▸ Task to carry out
Turn all of the items below into a numbered list, leaving out any blank lines.

▸ Data listing
========

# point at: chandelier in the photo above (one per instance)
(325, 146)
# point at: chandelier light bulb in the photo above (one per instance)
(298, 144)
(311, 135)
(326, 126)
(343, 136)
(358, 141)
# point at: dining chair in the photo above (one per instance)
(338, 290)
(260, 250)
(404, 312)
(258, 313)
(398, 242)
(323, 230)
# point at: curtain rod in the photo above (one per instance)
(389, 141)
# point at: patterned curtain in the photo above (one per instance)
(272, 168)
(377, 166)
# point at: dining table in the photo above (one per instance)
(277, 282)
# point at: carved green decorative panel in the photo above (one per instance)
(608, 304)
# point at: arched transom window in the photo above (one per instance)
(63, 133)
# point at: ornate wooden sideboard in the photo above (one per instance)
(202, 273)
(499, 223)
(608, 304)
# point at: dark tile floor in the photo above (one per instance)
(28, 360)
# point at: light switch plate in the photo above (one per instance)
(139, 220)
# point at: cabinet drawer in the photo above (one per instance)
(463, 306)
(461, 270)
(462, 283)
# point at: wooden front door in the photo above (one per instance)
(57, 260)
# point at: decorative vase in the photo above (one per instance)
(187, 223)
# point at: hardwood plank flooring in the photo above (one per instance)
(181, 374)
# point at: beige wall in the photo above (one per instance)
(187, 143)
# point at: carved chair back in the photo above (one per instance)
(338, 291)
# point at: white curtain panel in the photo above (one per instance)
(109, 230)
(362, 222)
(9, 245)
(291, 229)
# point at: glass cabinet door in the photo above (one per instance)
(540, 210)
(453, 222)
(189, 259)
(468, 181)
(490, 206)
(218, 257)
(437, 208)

========

▸ Task answer
1. # point at: chandelier in the photo above (one per instance)
2. (325, 146)
3. # point at: chandelier light bulb in the photo above (one per instance)
4. (298, 144)
5. (311, 135)
6. (326, 126)
7. (343, 136)
8. (358, 141)
9. # point at: dining chair in the photo above (one per instance)
10. (338, 290)
11. (260, 250)
12. (404, 312)
13. (258, 313)
14. (398, 242)
15. (323, 230)
16. # point at: curtain rod in the photo above (one per instance)
17. (389, 141)
18. # point at: patterned curtain in the photo above (one per instance)
19. (272, 168)
20. (377, 166)
21. # point at: dining table in the photo above (one per instance)
22. (277, 282)
23. # point at: carved green decorative panel in the photo above (one per instance)
24. (608, 304)
25. # point at: arched transom window in the photo above (one per instance)
26. (63, 133)
27. # point at: ornate wooden sideboard in the photo above (one per instance)
28. (202, 273)
29. (499, 223)
30. (608, 304)
31. # point at: dark tile floor in the photo above (one per instance)
32. (28, 360)
33. # point at: light switch plate in the photo above (one per instance)
34. (139, 220)
35. # point at: cabinet drawer in the photo above (one per instance)
36. (463, 306)
37. (461, 270)
38. (462, 283)
39. # point at: wooden front door in the photo above (one per instance)
40. (57, 260)
41. # point at: decorative vase in the photo above (one per instance)
42. (187, 223)
43. # point at: hardwood plank flooring in the photo above (one per instance)
44. (181, 374)
45. # point at: beige wall in the photo above (one per instance)
46. (187, 143)
47. # point at: carved chair back in the photo above (one per instance)
48. (338, 291)
49. # point at: white curtain panel in the photo above (one per instance)
50. (109, 230)
51. (362, 222)
52. (9, 245)
53. (291, 229)
54. # point at: glass cabinet door in the photo above (one per instance)
55. (540, 210)
56. (453, 222)
57. (189, 259)
58. (468, 181)
59. (490, 206)
60. (218, 257)
61. (437, 208)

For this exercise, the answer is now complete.